Problem to work on: Copy the listing word for word, starting at its first line and ending at the line that contains "32L211 47L211 62L225", with both lines included. Leave the pictures out of your copy.

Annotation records
⟨

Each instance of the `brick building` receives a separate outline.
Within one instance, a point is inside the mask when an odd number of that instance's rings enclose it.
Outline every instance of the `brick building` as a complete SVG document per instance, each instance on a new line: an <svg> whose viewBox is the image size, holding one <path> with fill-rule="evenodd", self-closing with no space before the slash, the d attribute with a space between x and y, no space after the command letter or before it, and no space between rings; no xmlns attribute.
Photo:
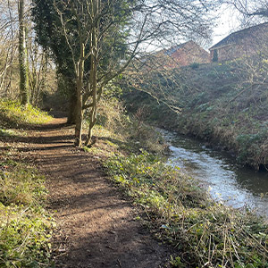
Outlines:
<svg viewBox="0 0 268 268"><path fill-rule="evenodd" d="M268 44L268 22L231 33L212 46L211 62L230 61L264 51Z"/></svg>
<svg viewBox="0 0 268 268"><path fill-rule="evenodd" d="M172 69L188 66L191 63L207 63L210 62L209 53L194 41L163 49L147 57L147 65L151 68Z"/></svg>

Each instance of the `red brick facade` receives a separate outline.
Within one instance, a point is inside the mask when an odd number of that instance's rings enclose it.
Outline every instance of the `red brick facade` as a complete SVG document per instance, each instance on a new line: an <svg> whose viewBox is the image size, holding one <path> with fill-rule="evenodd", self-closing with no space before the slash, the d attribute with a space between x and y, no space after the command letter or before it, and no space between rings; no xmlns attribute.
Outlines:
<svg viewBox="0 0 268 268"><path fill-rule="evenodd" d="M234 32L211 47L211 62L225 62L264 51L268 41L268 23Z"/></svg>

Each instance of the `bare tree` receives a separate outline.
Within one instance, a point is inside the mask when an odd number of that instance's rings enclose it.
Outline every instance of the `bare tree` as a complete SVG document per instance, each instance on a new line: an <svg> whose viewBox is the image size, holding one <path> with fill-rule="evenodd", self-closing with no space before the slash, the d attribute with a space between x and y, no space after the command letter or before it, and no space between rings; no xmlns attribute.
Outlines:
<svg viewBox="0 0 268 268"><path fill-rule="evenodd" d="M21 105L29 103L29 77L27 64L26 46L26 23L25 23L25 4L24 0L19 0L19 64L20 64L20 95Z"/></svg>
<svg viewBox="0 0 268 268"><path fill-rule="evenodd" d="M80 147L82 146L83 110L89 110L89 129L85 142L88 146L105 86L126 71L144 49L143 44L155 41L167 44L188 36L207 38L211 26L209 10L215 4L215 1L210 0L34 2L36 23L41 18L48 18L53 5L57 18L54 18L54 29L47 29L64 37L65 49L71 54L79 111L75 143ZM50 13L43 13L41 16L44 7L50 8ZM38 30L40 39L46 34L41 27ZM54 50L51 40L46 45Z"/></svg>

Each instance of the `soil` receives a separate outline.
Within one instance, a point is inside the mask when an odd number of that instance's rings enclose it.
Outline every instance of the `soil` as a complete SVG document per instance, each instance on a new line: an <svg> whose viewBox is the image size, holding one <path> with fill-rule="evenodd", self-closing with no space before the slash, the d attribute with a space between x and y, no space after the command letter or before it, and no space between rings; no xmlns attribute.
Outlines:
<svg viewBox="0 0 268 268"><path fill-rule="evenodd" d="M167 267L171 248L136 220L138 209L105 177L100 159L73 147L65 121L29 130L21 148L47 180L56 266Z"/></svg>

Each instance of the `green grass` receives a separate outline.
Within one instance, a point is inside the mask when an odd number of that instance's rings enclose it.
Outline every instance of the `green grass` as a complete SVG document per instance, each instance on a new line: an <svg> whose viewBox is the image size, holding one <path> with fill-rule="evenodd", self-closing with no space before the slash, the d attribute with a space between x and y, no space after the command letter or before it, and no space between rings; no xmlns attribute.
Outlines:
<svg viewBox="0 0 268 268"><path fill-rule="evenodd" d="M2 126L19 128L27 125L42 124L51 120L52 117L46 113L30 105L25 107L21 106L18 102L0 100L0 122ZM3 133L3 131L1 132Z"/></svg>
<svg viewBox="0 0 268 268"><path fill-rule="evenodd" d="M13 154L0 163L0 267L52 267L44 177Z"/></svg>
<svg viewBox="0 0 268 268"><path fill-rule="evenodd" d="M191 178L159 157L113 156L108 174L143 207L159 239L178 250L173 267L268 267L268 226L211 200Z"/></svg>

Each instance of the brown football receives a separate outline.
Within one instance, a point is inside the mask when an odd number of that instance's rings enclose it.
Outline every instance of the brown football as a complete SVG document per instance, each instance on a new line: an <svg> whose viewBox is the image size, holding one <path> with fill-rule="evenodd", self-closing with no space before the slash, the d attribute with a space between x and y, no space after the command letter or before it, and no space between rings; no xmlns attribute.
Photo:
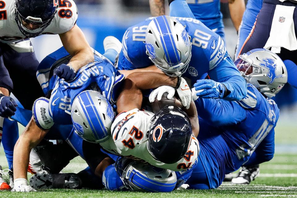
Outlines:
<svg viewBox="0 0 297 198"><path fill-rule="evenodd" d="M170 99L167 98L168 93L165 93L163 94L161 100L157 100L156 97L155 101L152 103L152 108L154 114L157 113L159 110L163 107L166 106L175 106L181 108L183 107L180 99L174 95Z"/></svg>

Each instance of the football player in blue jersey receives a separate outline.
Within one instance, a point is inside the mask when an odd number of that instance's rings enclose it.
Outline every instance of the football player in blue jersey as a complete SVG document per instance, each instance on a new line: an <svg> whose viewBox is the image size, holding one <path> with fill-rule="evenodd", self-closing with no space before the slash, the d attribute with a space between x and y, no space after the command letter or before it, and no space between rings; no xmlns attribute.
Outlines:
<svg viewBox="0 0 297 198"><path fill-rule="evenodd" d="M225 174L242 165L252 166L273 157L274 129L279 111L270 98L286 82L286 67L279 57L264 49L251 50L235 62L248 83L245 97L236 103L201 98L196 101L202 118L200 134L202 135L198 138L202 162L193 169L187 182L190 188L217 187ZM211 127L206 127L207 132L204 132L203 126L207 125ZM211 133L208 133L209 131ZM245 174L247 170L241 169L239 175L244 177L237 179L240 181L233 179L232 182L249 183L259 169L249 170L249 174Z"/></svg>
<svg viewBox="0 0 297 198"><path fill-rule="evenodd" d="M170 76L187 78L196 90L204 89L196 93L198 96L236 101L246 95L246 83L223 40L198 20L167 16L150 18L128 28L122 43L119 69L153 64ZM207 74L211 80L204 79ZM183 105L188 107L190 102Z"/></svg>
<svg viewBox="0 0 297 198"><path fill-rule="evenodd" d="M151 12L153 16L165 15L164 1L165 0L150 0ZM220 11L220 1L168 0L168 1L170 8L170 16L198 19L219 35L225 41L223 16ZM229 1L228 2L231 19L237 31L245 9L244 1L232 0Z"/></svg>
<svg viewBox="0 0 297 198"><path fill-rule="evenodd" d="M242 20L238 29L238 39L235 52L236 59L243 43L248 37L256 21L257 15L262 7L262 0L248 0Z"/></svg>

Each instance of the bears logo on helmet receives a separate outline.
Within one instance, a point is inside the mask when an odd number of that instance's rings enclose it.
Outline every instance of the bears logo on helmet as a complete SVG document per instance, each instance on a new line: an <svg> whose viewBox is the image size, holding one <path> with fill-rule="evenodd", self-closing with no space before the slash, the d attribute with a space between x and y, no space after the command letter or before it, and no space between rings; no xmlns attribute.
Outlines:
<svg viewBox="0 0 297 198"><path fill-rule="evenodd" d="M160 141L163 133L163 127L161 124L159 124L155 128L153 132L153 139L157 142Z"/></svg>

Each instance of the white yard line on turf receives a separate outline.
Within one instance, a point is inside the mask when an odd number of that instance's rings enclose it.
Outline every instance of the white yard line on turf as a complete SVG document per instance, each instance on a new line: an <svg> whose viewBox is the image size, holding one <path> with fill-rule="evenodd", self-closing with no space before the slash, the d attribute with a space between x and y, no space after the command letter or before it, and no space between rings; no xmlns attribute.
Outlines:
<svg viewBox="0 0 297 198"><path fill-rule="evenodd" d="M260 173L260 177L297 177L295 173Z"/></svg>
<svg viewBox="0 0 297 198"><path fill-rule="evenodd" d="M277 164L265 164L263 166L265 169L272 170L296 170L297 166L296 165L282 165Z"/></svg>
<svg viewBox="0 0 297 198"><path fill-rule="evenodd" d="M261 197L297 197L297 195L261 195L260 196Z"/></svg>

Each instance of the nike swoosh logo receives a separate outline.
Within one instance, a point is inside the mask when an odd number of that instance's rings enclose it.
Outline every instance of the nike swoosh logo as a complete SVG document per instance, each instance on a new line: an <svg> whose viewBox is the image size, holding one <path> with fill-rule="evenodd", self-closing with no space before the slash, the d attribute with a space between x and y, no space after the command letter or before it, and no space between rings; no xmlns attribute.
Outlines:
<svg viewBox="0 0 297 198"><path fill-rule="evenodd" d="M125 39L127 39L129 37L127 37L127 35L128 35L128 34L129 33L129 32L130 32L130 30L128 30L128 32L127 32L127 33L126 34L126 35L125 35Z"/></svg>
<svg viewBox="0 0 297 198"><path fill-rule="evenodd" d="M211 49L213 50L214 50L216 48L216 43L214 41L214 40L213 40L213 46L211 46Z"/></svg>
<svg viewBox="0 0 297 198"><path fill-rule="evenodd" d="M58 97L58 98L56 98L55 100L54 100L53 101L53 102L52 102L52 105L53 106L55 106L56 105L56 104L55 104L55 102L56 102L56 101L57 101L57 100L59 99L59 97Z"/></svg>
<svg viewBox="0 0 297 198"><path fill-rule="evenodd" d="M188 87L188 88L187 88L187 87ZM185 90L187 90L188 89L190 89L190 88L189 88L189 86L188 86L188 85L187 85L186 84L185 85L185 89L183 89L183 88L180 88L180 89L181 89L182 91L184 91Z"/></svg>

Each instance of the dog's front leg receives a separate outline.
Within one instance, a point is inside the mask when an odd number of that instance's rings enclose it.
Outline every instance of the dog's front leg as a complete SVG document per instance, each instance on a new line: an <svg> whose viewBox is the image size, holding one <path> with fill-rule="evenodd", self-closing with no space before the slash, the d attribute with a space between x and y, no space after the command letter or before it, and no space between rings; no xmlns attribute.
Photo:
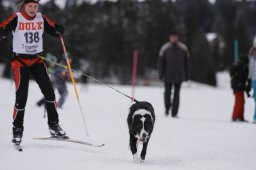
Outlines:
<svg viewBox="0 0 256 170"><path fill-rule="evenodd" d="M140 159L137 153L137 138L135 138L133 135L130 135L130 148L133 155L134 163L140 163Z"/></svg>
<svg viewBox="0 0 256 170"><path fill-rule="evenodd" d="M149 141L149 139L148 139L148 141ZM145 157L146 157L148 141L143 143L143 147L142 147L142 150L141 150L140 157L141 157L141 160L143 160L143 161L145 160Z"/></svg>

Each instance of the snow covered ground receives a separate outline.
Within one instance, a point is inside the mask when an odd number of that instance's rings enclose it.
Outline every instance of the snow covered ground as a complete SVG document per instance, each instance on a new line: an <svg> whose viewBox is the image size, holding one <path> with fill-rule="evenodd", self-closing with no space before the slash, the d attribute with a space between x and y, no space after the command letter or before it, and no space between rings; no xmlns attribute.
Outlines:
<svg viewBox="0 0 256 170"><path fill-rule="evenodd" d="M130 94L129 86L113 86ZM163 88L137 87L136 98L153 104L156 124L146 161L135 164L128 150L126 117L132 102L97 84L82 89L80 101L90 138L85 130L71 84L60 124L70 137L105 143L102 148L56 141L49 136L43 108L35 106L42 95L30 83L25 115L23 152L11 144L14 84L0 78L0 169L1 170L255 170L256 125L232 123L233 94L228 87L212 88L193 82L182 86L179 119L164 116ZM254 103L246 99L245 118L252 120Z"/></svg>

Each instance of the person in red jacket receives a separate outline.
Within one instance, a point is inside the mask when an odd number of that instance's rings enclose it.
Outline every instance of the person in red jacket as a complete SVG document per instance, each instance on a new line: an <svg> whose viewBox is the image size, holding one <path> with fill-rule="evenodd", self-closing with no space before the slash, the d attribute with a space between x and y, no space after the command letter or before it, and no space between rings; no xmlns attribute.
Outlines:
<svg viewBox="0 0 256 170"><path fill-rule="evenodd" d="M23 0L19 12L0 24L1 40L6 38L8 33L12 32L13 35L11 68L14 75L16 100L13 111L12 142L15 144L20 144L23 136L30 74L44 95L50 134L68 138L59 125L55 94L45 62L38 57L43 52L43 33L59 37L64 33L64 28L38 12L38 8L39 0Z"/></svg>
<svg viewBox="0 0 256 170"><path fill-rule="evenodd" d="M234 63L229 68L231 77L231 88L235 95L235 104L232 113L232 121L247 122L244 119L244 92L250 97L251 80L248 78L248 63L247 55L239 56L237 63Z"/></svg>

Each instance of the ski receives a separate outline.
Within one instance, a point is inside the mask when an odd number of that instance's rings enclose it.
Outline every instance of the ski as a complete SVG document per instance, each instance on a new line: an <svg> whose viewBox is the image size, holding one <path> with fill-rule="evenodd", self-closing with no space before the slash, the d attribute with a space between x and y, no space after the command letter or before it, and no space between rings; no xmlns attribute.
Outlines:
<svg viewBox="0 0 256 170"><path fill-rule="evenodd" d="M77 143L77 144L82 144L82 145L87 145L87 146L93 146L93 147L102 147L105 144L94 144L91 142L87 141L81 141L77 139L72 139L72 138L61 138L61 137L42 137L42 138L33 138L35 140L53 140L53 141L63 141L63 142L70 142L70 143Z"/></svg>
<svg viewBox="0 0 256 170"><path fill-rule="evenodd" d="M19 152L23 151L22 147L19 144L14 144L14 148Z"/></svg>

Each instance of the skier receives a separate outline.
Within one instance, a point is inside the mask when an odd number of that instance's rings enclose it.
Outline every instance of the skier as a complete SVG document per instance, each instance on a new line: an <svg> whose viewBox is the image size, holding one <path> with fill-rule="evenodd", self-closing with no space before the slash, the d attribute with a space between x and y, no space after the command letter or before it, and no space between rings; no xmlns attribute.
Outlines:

⟩

The reply:
Each instance of the `brick building` receives a separate outline.
Within one instance, a point is inside the mask when an odd number of that instance's rings enclose it.
Outline every instance of the `brick building` as a complete SVG document per instance, each instance on a new line: an <svg> whose viewBox is the image size, holding one <path> with fill-rule="evenodd", self-closing with no space before the slash, the d attribute with a space between x and y, no space after the command letter or before it, and no space between rings; no xmlns attribute.
Photo:
Outlines:
<svg viewBox="0 0 268 268"><path fill-rule="evenodd" d="M268 44L268 22L231 33L212 46L211 62L230 61L264 51Z"/></svg>
<svg viewBox="0 0 268 268"><path fill-rule="evenodd" d="M172 69L188 66L191 63L207 63L210 62L209 53L194 41L163 49L147 57L147 65L151 68Z"/></svg>

Each instance of the `red brick facade` receives a separate outline.
Within one instance, a point is inside the mask when an odd number of that instance's rings enclose it.
Outline every instance of the `red brick facade` as a complete SVG document per instance, each instance on a new line: an <svg> whose viewBox is the image size, holding one <path> with fill-rule="evenodd", self-closing with no space before the slash, the d attribute with a space between x and y, no space after the command letter or before it, and no space between rings; no xmlns attribute.
Outlines:
<svg viewBox="0 0 268 268"><path fill-rule="evenodd" d="M234 32L211 47L211 62L225 62L264 51L268 41L268 23Z"/></svg>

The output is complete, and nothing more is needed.